━━ Page extract

Title: Are "think tanks" a good idea?
Post by: coberst on 14/04/2009 18:48:51
Scholars in the Tank
 
Few top ranked scholars are going into government or academic professions; many are going into Think Tanks, which are supported by private interests that are guided often by ideological self-interest.

“More than 1,200 think tanks in the United States provide not only ideas but also experts ready to comment or consult at a moment's notice. Some of these new transmission belts serve as translators and additional outlets for academic ideas, but many add a bias provided by their founders and funders.”

A recent TRIP (Teaching, Research and International Policy) poll noted that few top rated scholars held policy positions in government.  The blame for this rests with the fact that not only are the think tanks absorbing all of the talent but that the talent that goes to academia are often supported in research through funding by industry directly or by the think tanks controlled by industry.

One might expect that as citizens, academics would show a bias toward improving public policy when they can.  Also one might expect them to be concentrating on preparing young people into becoming well informed Critical Thinking citizens with the sophistication required to make valid judgments in our very high tech culture.

━━━━

▸ Aim
Extract a passage from the post on think tanks above verbatim, starting at the words "A recent TRIP" and stopping after "high tech culture.".

━━ Data entries

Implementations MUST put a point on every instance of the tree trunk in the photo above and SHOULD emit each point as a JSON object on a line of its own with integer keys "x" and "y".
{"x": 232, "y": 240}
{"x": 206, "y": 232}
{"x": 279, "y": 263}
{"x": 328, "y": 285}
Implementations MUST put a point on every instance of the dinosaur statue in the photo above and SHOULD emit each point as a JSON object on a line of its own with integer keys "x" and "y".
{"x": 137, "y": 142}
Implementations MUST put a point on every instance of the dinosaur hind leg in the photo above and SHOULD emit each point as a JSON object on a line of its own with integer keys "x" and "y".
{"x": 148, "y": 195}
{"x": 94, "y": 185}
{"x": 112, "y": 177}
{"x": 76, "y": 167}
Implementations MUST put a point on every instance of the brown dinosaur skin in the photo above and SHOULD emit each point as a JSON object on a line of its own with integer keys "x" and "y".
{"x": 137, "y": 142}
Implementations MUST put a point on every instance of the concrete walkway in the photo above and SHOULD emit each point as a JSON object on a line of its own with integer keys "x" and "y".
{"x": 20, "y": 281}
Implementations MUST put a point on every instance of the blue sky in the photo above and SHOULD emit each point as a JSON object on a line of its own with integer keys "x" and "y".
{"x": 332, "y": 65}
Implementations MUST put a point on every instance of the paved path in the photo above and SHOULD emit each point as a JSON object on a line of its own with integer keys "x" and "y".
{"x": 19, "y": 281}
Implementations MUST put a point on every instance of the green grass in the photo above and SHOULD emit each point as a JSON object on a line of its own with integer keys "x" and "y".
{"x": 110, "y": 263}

━━━━
━━ Data entries

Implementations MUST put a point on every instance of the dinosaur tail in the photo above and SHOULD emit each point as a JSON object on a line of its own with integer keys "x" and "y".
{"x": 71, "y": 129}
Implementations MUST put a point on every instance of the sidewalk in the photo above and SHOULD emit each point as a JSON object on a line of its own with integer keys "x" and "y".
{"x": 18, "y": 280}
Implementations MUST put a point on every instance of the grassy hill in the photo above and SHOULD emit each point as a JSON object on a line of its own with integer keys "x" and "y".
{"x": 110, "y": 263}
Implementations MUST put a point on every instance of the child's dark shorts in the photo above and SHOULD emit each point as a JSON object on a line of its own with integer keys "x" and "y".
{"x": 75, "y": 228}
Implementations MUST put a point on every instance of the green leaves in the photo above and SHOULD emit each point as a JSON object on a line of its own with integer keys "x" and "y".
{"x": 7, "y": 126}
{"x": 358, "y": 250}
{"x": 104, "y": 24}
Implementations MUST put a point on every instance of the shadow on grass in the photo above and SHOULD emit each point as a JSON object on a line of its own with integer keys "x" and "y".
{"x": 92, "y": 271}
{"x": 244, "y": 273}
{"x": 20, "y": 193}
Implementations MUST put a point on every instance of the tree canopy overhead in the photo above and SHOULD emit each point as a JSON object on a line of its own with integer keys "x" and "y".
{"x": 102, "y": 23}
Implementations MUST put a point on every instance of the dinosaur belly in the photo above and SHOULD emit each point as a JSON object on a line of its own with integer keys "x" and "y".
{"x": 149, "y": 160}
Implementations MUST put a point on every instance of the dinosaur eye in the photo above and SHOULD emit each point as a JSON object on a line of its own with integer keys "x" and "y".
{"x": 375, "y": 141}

━━━━
━━ Data entries

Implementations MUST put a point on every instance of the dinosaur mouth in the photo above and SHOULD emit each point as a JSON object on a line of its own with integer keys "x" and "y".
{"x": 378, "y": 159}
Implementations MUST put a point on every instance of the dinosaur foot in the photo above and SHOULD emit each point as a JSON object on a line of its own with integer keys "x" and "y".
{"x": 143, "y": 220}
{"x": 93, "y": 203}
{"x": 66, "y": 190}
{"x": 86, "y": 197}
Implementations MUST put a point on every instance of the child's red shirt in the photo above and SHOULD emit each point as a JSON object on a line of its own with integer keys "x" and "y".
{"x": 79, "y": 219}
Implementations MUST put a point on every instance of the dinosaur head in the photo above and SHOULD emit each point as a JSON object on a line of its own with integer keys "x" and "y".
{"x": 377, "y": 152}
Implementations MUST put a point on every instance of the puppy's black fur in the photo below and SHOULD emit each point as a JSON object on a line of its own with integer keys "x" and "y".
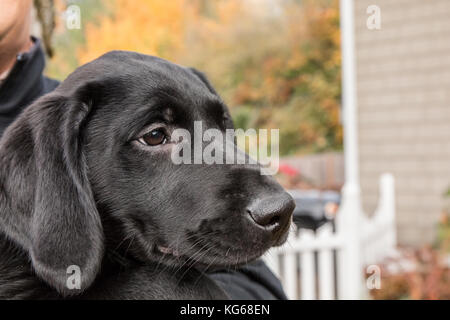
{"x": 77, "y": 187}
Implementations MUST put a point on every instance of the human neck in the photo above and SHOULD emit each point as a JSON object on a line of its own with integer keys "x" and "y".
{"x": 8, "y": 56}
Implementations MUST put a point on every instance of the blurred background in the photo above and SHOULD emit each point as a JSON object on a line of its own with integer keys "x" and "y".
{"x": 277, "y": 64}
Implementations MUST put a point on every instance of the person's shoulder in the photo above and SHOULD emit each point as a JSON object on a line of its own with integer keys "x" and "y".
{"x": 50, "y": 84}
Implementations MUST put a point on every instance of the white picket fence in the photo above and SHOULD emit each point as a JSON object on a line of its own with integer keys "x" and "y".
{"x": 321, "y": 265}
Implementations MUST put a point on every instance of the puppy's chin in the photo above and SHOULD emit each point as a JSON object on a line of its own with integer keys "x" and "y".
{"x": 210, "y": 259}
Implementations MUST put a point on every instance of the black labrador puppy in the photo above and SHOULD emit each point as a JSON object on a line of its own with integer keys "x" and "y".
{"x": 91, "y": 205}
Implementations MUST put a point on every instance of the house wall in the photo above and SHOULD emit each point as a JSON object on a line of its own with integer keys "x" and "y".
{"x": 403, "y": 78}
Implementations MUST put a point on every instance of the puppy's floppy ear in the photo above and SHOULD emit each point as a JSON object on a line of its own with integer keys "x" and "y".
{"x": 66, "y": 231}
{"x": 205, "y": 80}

━━━━

▸ Exercise solution
A recent TRIP (Teaching, Research and International Policy) poll noted that few top rated scholars held policy positions in government.  The blame for this rests with the fact that not only are the think tanks absorbing all of the talent but that the talent that goes to academia are often supported in research through funding by industry directly or by the think tanks controlled by industry.

One might expect that as citizens, academics would show a bias toward improving public policy when they can.  Also one might expect them to be concentrating on preparing young people into becoming well informed Critical Thinking citizens with the sophistication required to make valid judgments in our very high tech culture.